### [Check your understanding]
1) In the article below on Pope Francis's visit to his cousin, what are the answers to these questions?
(a) How far is the province of Asti from Turin, and in which direction?
(b) Why had Rabezzana and the Pope not seen each other for three years?
(c) What is bunet?
2) In the article below on Pope Francis's visit to his cousin, which dishes does Rabezzana say she and the other cousins will prepare for Saturday's lunch?

### [Extract]

Pope Francis Travels to Northern Italy to Share a Special Meal With His Cousins

This weekend, the Holy Father celebrates the 90th birthday of his second cousin.

Pope Francis has lunch with his second cousin Carla Rabezzana at her home in Portacomaro, Italy, on Nov. 19.
Pope Francis has lunch with his second cousin Carla Rabezzana at her home in Portacomaro, Italy, on Nov. 19. (photo: Vatican Media)

Pope Francis traveled to northern Italy on Saturday to celebrate the 90th birthday of his second cousin Carla Rabezzana with his Italian relatives.

The 85-year-old Pope arrived by helicopter in the Italian province of Asti, 30 miles east of Turin, just before noon on Nov. 19.

The Pope made a brief stop to pray at a local church before greeting Rabezzana at her home in the town of Portacomaro, where they were joined by five other relatives and their families to share a home-cooked lunch with local delicacies from the Piedmont region.

Rabezzana, who turned 90 on Nov. 8, told Vatican News ahead of the visit that she was looking forward to embracing her cousin (the Pope) because they had not seen each other for three years because of the COVID-19 pandemic.

She said: “And then we‘ll have a chat, as we do at least once a month on the phone with relatives who love each other. I’ll ask him about his knee, which is hurting him now. He talks to me about it when we talk on the phone."

“For Saturday's lunch, the other cousins and I will prepare a roast and lots of vegetables — he eats a lot of them, especially now — and then bunet, the cocoa-based pudding typical of Piedmontese cuisine,” Rabezzana said.

(Data items)
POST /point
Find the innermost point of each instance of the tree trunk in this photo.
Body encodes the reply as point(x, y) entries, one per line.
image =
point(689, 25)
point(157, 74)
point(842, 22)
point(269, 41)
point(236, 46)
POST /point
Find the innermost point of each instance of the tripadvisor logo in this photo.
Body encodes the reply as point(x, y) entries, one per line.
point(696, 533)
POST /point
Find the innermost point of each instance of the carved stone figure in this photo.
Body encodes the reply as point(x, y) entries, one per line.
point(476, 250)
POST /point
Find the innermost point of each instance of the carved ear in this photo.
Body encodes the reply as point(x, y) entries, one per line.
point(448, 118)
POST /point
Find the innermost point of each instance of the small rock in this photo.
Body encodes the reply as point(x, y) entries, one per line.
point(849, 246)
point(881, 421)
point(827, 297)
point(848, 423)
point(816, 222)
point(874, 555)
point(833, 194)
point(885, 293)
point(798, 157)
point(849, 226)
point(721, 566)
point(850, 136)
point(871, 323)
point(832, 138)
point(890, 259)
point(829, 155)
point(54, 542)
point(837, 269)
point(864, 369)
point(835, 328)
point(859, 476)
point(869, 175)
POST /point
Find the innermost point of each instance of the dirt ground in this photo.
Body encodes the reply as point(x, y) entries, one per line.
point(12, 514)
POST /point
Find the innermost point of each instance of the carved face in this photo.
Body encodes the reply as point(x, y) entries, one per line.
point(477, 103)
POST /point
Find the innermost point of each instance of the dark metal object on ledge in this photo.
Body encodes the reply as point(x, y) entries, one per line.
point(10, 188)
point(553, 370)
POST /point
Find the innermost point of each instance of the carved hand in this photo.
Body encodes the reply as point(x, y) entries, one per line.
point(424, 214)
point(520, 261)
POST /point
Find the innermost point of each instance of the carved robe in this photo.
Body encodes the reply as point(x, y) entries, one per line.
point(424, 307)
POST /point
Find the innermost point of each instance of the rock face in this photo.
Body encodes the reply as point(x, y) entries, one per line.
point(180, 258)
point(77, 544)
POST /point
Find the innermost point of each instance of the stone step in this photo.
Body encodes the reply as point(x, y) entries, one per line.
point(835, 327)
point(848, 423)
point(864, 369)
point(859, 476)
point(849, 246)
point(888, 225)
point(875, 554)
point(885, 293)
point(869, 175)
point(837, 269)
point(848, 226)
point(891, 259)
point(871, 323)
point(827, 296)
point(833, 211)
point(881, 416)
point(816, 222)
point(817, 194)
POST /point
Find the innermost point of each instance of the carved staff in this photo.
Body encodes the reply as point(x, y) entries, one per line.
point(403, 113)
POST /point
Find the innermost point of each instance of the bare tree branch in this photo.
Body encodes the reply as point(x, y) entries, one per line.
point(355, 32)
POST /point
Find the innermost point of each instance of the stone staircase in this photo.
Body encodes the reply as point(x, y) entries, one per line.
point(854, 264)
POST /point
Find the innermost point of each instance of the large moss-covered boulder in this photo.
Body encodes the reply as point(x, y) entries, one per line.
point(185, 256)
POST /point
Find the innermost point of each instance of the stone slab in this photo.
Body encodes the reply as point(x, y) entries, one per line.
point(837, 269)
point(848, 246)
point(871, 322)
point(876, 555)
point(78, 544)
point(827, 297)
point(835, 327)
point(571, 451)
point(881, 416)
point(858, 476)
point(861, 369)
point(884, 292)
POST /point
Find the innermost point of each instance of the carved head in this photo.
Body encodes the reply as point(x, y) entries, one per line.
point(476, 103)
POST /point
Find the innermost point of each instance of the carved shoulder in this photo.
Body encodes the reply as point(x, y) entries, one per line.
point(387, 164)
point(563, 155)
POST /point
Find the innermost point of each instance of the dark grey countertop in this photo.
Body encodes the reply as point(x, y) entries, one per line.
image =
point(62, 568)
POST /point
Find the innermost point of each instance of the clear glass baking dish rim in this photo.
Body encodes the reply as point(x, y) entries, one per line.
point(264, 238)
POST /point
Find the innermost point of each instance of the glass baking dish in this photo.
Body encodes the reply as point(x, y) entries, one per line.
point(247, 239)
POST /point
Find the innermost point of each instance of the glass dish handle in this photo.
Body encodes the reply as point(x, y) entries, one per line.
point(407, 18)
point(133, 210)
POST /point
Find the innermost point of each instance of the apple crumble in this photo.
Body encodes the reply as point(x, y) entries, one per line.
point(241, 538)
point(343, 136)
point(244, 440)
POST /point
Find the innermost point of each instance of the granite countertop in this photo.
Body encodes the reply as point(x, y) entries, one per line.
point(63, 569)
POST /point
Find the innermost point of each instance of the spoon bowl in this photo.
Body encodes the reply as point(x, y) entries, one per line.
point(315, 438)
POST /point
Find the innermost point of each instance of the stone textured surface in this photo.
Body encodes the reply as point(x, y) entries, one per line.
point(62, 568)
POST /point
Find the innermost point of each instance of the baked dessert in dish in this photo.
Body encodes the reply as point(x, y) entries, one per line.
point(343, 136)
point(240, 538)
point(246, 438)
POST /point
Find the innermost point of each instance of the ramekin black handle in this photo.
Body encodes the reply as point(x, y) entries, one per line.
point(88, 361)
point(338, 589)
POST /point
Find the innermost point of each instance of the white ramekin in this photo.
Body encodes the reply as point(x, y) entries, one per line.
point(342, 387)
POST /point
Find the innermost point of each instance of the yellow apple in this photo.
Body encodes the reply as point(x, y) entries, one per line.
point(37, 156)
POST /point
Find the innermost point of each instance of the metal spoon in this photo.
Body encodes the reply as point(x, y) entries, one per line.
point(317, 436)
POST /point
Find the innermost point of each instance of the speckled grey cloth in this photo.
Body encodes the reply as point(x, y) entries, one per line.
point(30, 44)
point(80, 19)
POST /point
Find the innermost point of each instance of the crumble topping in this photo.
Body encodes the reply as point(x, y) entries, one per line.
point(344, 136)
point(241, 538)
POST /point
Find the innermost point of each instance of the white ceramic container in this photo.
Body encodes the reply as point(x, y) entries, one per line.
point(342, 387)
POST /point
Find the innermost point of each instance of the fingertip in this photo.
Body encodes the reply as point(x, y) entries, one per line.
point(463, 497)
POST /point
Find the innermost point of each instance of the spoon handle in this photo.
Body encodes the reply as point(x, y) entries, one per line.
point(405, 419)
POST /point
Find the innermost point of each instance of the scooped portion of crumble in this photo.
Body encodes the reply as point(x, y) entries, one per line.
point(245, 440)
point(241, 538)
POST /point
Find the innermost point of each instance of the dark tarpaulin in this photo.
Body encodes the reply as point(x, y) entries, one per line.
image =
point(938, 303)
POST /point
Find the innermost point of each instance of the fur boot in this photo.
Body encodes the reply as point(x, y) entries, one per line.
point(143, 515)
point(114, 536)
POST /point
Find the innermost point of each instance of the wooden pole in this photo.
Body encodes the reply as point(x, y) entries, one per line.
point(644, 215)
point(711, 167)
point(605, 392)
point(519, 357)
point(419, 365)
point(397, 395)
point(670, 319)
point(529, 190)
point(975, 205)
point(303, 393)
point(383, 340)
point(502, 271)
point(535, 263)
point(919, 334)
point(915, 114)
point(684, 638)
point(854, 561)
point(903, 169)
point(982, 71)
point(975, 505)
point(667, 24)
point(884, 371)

### [Task-by-task results]
1)
(a) 30 miles east of Turin.
(b) Because of the COVID-19 pandemic.
(c) The cocoa-based pudding typical of Piedmontese cuisine.

2)
- A roast
- Lots of vegetables
- Bunet